(TEXT):
▽

Aging-associated increase of gelsolin for apoptosis resistance.

Biochem Biophys Res Commun

Department of Biochemistry and Molecular Biology, The Aging and Apoptosis Research Center, Seoul National University College of Medicine, Seoul, South Korea.

Published: December 2003

Gelsolin, a Ca(2+)-dependent actin regulatory protein, was recently suggested to participate in apoptosis regulation. In this study, we found that the level of gelsolin is elevated in senescent human diploid fibroblasts (HDFs) and also in the tissues of old rats, i.e., in the liver, kidney, heart, spleen, stomach, and brain, etc. The ubiquitous increase of gelsolin in the aged organs and cells led us to assume that it might be related with one of the cardinal senescent phenotypes, aging-associated apoptosis resistency. Thus, we tested the sensitivity of senescent cells to apoptosis by menadione, an apoptosis-inducing agent, before and after the down-regulation of gelsolin. The down-regulation of gelsolin in senescent HDFs, independently of Bcl-2 family expression, resulted in an increased sensitivity to menadione-induced apoptotic cell death. The observed ubiquitous increase of gelsolin in the senescent states of cells and tissues, and the increased sensitivity to apoptosis-induction by gelsolin down-regulation, suggests that gelsolin would be partly responsible for age-related apoptosis resistance.

△

(DATA SEGMENT):
▽

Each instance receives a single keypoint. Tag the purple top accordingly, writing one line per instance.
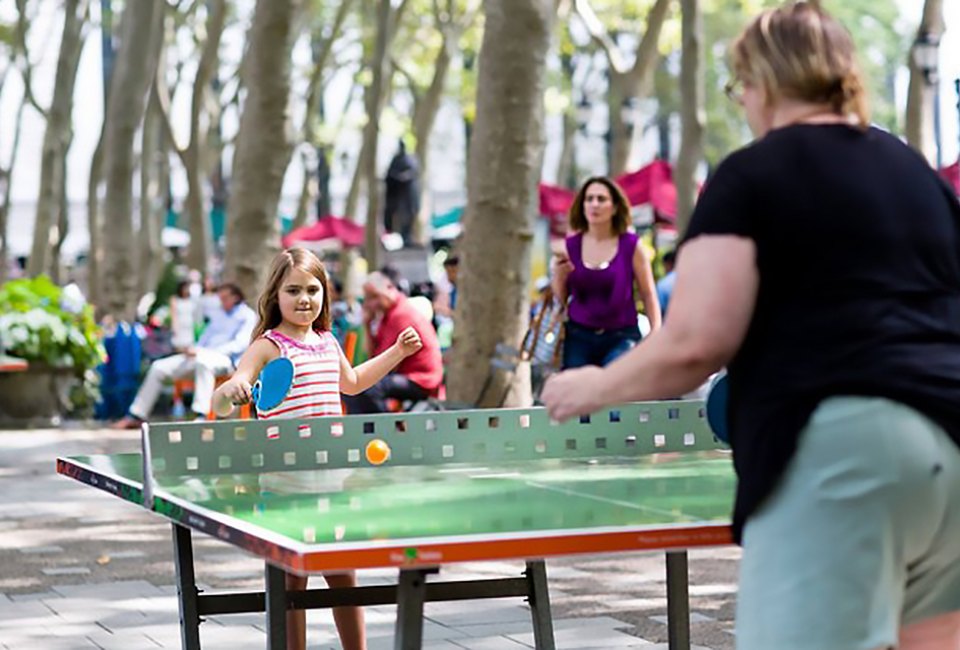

△

(COMPLETE THE FOLLOWING):
1. Copy the stretch of the gelsolin abstract from "Aging-associated increase of" through "Seoul, South Korea." word for word.
2. Can you condense the gelsolin abstract's paragraph beginning "Gelsolin, a Ca(2+)-dependent actin regulatory protein" into a short bulleted list that keeps its main facts?

(RESPONSES TO THE EXERCISE):
1.
Aging-associated increase of gelsolin for apoptosis resistance.

Biochem Biophys Res Commun

Department of Biochemistry and Molecular Biology, The Aging and Apoptosis Research Center, Seoul National University College of Medicine, Seoul, South Korea.

2.
- Gelsolin, a Ca(2+)-dependent actin regulatory protein, was recently suggested to take part in regulating apoptosis.
- Gelsolin levels are elevated in senescent human diploid fibroblasts (HDFs) and in tissues of old rats, including liver, kidney, heart, spleen, stomach, and brain.
- This widespread increase suggested a link to aging-associated apoptosis resistance.
- Senescent cells were tested for sensitivity to apoptosis induced by menadione, before and after gelsolin down-regulation.
- Down-regulating gelsolin in senescent HDFs, independently of Bcl-2 family expression, increased sensitivity to menadione-induced apoptotic cell death.
- Conclusion: gelsolin may be partly responsible for age-related apoptosis resistance.